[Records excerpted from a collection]
★ ★ ★

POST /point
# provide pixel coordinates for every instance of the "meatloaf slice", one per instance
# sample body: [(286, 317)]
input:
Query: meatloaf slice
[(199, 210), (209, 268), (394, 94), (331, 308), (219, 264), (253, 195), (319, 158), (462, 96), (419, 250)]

★ ★ ★

▶ [The task]:
All of the data above needs to be retyped exactly, with each line as it stands.

▶ [Exercise result]:
POST /point
# provide pixel coordinates for every instance of the "meatloaf slice", one per instance
# sample body: [(286, 317)]
input:
Query: meatloaf slice
[(199, 210), (209, 268), (394, 94), (331, 308), (219, 264), (253, 195), (319, 158), (462, 96), (419, 250)]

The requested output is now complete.